## BEGIN Source excerpt

Assessment of the recoverability of deferred tax assets in Note 5 Deferred tax
assets and liabilities
The Company recognises deferred tax assets in respect of: provision for jubilee and retirement
benefits, impairment of investments, impairment of receivables, unused tax credits, tax losses. The
Company verifies the amount of tax receivables and tax payables reported at the date of the financial
statements. Deferred tax assets are recognised when it is probable that future taxable profit will be
available within five years against which the deferred tax asset can be utilised in the future. Deferred
tax is reversed for the amount for which it is no longer probable that the tax benefit associated with
the asset will be available.
Critical assessment of the macroeconomic situation (inflation and economic
deterioration)
Due to the deterioration of the macroeconomic environment caused by inflation, the situation in
upstream and downstream markets and the situation related to the war in Ukraine, the Company
reviews significant accounting policies and estimates in areas that could be adversely affected by the
situation, in particular impairment of assets - impairment of receivables, environmental and other
provisions, fair value measurement, leases, labour costs and the recoverability of deferred tax assets.

## END Source excerpt

- [Required work]:
1. Write out the passage on deferred tax word for word, starting at "Assessment of the recoverability" and ending after "will be available.".
2. According to the passage on deferred tax, within how many years must future taxable profit probably be available for a deferred tax asset to be recognized?

## BEGIN Data listing

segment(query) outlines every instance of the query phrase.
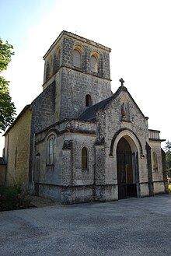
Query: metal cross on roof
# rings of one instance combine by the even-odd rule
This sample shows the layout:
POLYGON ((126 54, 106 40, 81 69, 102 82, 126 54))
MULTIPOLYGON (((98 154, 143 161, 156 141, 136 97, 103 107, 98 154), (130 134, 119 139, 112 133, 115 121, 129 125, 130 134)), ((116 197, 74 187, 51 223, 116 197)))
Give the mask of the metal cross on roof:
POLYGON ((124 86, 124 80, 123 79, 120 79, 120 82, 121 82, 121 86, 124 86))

## END Data listing
## BEGIN Data listing

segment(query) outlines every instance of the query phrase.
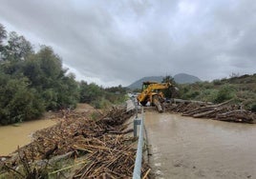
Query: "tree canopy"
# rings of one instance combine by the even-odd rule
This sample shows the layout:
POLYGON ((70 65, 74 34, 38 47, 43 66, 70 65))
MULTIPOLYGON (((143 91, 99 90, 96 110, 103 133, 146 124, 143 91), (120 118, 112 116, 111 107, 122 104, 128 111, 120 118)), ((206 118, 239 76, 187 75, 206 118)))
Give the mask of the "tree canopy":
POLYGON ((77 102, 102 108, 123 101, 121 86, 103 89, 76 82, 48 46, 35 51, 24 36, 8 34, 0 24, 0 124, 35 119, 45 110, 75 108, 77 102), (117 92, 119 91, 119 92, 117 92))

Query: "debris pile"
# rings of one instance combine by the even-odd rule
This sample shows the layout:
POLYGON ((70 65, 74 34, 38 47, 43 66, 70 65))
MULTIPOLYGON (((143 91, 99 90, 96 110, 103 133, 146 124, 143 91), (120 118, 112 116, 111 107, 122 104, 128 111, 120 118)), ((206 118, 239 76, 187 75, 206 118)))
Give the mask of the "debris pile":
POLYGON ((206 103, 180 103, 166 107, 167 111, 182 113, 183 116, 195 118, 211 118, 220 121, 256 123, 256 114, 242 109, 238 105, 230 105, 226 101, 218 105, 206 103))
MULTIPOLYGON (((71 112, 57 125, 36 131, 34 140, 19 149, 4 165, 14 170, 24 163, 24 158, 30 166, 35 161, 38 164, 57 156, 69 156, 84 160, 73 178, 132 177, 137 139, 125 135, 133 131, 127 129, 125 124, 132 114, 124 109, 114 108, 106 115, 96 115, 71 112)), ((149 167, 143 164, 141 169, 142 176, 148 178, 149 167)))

## END Data listing

- [Expected outputs]:
1.
Assessment of the recoverability of deferred tax assets in Note 5 Deferred tax
assets and liabilities
The Company recognises deferred tax assets in respect of: provision for jubilee and retirement
benefits, impairment of investments, impairment of receivables, unused tax credits, tax losses. The
Company verifies the amount of tax receivables and tax payables reported at the date of the financial
statements. Deferred tax assets are recognised when it is probable that future taxable profit will be
available within five years against which the deferred tax asset can be utilised in the future. Deferred
tax is reversed for the amount for which it is no longer probable that the tax benefit associated with
the asset will be available.

2. Within five years.